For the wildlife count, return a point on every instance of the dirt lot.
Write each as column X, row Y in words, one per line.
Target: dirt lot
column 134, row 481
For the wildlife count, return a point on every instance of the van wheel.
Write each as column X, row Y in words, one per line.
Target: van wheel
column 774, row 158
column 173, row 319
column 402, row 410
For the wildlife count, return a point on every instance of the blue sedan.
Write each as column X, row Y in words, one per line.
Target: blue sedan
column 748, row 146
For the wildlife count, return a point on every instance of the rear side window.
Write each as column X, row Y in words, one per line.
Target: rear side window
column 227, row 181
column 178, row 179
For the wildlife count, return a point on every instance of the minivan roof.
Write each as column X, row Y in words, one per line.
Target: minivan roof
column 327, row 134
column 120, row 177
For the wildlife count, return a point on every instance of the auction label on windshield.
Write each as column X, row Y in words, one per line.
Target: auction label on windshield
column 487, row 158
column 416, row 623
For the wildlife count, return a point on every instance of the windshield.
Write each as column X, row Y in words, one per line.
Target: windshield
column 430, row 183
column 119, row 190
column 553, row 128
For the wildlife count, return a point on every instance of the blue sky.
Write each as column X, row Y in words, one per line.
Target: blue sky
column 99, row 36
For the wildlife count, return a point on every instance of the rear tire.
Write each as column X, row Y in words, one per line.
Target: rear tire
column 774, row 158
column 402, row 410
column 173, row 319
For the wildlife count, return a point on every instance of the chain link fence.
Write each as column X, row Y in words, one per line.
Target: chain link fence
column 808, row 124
◇ ◇ ◇
▸ **What this task involves**: Rewrite all the entries above, changing "wildlife count" to "parking lot survey" wherever it appears and leaving every other word the same.

▸ **Problem solution**:
For the parking lot survey, return a point on every instance of the dirt lot.
Write each as column X, row Y in words, one per line.
Target: dirt lot
column 134, row 481
For the parking lot survey, return a point on every instance of the van wheel.
Write each as column X, row Y in words, one per line.
Target: van wheel
column 774, row 158
column 173, row 319
column 402, row 410
For the parking lot survey, return a point on every instance of the blue sedan.
Write each as column X, row Y in words, one per line.
Target: blue sedan
column 748, row 146
For the parking lot survey, return a point on every instance of the rear side window.
Write each as column X, row Y in words, one per line.
Target: rear side window
column 227, row 181
column 178, row 179
For the parking lot survey, return a point on every instance of the minivan roof.
Write each as column X, row Y in words, one per line.
Target: minivan roof
column 327, row 134
column 120, row 177
For the parking lot survey, return a point on every instance of the auction label on windshield.
Write each as column X, row Y in words, one per line.
Target: auction label on windshield
column 487, row 158
column 416, row 623
For the parking lot survey, return a point on every instance of the windshield.
Write each as column X, row Y in words, one per line.
Target: windshield
column 430, row 183
column 119, row 190
column 553, row 128
For the parking lot survey, return a point on every instance of the blue sky.
Write each as column X, row Y in words, one per line.
Target: blue sky
column 99, row 36
For the parking lot survey, return a point on every instance of the rear tire.
Write each as column X, row Y in words, one per line.
Target: rear tire
column 774, row 158
column 402, row 410
column 173, row 319
For the parking lot survey, return a point on every instance of the chain link fence.
Write each as column X, row Y in words, one per line.
Target: chain link fence
column 808, row 124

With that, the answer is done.